La Flamme Rouge publiait récemment un texte concernant l'Entraînement par Intervalles Courts (EPIC) à la suite de la conférence prononcée au centre sportif de Gatineau par Guy Thibault, expert reconnu internationalement des techniques d'entraînement. Selon ce dernier, l'EPIC serait actuellement une des méthodes d'entraînement les plus efficaces pour maximiser rapidement la puissance aérobie maximale (PAM).
Vous avez été nombreux à me faire part de vos commentaires à la fin de la conférence d'abord, par courriel ensuite puis sur ce site via les commentaires.
Je vous propose aujourd'hui une entrevue avec Guy Thibault afin de revenir sur quelques unes de vos questions.
La Flamme Rouge: merci Guy d'accepter cette entrevue sur La Flamme Rouge!
Guy Thibaut: Ça me fait plaisir!
LFR: pourrais-tu nous clarifier quel est le protocole exact de l'entraînement EPIC "ultime" que tu préconises pour des gains de PAM maximaux? Tu parlais, lors de ta conférence, d'une séance de 45 minutes, à raison d'un premier bloc de fractions d’effort de 40 sec entrecoupées de 20 sec de récupération, puis de 30-30 et enfin de 20-40. Merci de nous préciser au passage la récupération à suivre (passive, active, ou en prise) ainsi que la durée entre les blocs.
GT: C’est en fait la centième et dernière (d’où son nom : « Ultime ») séance d’entraînement que je propose dans mon dernier livre, Entraînement cardio, sports d’endurance et performance, Vélo Québec Éditions. Elle est amusante et donne d’excellents résultats. Mais attention! D’autres formules semblables pourraient donner d’aussi bons résultats. Loin de moi l’intention d’en faire une religion! Les cyclistes ont besoin de repères pour concevoir une variété de séances, et non pas de recettes toutes faites. Quoi qu’il en soit, le schéma de cette séance ultime est 3 blocs de 3 séries de 3 répétitions, pour un total de 27 fractions d’effort. Chacune des 9 séries du premier bloc : 3 fois 40 secondes à intensité élevée avec une récupération active « incomplète » (parce que trop courte et parce que l’intensité demeure quand même assez élevée) de 20 secondes entre les répétitions, et avec 2 minutes de récupération active à intensité très faible entre les séries. Même formule dans le deuxième bloc, sauf que les 9 fractions d’effort sont de 30 secondes et la récupération « incomplète » de 30 secondes. Même chose dans le troisième bloc, sauf que les 9 fractions d’effort sont de 20 secondes et la récupération « incomplète » de 40 secondes.

═══

» **Consigne**
Poursuivez, s'il vous plaît, l'entrevue ci-dessus sur l'entraînement par intervalles courts en reprenant juste après sa dernière phrase.

» **Données fournies**

═══

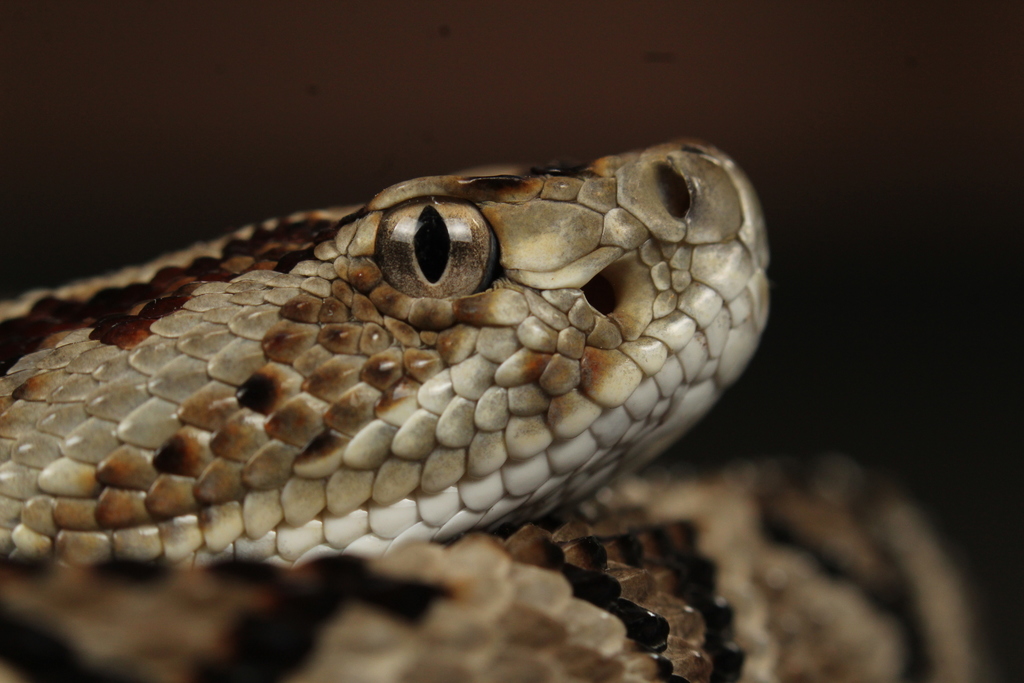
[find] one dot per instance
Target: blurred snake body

═══

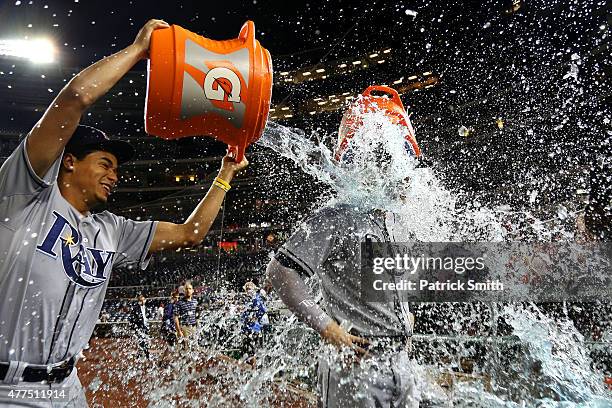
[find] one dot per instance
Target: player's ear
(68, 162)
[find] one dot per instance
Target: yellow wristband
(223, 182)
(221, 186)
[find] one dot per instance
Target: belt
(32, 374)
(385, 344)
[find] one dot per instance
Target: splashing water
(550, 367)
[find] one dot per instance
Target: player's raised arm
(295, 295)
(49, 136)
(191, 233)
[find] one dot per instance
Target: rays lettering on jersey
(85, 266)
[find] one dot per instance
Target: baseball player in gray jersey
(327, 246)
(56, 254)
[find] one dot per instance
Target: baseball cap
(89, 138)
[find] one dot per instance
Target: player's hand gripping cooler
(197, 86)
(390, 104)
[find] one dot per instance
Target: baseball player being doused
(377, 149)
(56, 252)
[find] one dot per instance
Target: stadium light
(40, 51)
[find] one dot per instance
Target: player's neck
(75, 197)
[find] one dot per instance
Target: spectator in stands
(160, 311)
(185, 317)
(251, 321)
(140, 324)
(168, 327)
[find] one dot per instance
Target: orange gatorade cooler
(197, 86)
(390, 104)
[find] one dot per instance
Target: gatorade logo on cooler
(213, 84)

═══

» **Résultat attendu**
LFR: tu parlais, lors de ta conférence, de cyclistes ayant obtenu des gains de PAM de l'ordre de 60 watts en quelques semaines en s'entrainant par EPIC. Certaines personnes présentes dans la salle ont trouvé que cela fait beaucoup! Est-ce réaliste de croire à des gains aussi importants chez des cyclistes déjà très entrainés et ayant déjà maximisé une bonne partie de leur potentiel?
GT: J’ai moi-même été surpris par cette importante amélioration chez mon sujet qui s’est tapé une trentaine de séances d’EPI tirées du modèle graphique de l’EPI que j’ai mis au point pour que les entraîneurs et les athlètes puissent se concocter une infinité de séances « payantes ». J’ai même pensé que mon CompuTrainer (modèle de laboratoire, donc réputé valide et fidèle) avait fait défaut. Mais plusieurs entraîneurs ont obtenu des améliorations similaires et même supérieures pendant l’entraînement hivernal d’athlètes bien motivés. On peut faire l’hypothèse que les améliorations de mon « rat de la laboratoire aux pattes rasées » auraient été moins prononcées s’il ne s’était pas rendu à épuisement à chaque séance. Voilà une belle hypothèse à vérifier!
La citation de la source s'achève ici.